Work request: Look through the records and copy every line in which "below" appears.

------

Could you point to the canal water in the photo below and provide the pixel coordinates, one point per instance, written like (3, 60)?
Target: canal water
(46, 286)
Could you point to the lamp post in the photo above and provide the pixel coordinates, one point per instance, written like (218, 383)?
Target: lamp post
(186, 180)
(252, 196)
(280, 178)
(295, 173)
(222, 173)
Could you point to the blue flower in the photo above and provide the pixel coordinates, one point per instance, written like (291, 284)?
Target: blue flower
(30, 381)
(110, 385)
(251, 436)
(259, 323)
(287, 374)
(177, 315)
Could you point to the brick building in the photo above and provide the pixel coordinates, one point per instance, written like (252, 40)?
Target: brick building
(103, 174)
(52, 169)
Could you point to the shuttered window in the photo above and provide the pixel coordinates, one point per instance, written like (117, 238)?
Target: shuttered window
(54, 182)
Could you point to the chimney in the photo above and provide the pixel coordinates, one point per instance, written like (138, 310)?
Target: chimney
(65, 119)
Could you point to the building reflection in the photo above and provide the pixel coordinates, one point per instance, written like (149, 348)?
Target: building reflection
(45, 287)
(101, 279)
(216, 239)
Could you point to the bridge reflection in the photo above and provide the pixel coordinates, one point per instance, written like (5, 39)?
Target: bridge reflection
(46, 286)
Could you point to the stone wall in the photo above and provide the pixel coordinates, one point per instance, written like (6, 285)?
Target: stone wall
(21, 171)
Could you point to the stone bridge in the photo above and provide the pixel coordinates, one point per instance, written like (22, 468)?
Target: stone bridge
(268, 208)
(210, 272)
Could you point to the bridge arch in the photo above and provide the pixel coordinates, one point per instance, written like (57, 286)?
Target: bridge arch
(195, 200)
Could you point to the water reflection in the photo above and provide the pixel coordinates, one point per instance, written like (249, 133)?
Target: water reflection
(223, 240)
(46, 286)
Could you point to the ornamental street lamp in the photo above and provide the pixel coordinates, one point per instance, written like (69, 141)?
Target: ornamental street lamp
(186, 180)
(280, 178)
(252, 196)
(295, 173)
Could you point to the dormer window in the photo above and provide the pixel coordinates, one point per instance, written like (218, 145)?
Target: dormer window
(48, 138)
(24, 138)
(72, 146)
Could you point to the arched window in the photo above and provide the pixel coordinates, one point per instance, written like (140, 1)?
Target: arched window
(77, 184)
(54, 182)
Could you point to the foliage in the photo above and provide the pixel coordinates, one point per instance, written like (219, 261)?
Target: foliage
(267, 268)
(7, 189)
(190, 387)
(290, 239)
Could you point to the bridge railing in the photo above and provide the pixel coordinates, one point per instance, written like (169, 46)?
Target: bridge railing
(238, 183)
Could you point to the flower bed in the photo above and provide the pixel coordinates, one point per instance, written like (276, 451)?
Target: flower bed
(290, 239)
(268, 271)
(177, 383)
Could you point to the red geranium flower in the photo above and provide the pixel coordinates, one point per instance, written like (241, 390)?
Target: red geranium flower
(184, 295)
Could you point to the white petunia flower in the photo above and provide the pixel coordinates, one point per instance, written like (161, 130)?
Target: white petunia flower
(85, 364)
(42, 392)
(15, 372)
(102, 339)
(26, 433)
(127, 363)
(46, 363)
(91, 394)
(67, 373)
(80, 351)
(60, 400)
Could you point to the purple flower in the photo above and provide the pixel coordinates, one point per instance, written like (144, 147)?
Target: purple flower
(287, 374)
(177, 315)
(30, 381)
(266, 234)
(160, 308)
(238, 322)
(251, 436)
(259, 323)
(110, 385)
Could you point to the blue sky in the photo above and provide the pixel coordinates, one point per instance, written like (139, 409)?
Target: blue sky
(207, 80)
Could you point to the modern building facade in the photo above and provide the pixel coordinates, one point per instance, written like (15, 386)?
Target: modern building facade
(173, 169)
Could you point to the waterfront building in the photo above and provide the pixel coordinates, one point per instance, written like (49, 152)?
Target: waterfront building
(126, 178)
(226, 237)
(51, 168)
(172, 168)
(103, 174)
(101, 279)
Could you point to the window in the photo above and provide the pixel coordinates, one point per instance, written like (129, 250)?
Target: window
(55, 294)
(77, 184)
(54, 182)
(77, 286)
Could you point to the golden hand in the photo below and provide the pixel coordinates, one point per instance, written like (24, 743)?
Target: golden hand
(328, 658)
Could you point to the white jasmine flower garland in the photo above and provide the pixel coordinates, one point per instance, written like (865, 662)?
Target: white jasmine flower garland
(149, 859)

------

Problem solution:
Could you point to the canal water in the photo below and provide the pixel coordinates, one point per instance, written like (3, 60)?
Could you point to the golden hand in the photo below and provide the pixel coordinates, one point per instance, written like (24, 743)?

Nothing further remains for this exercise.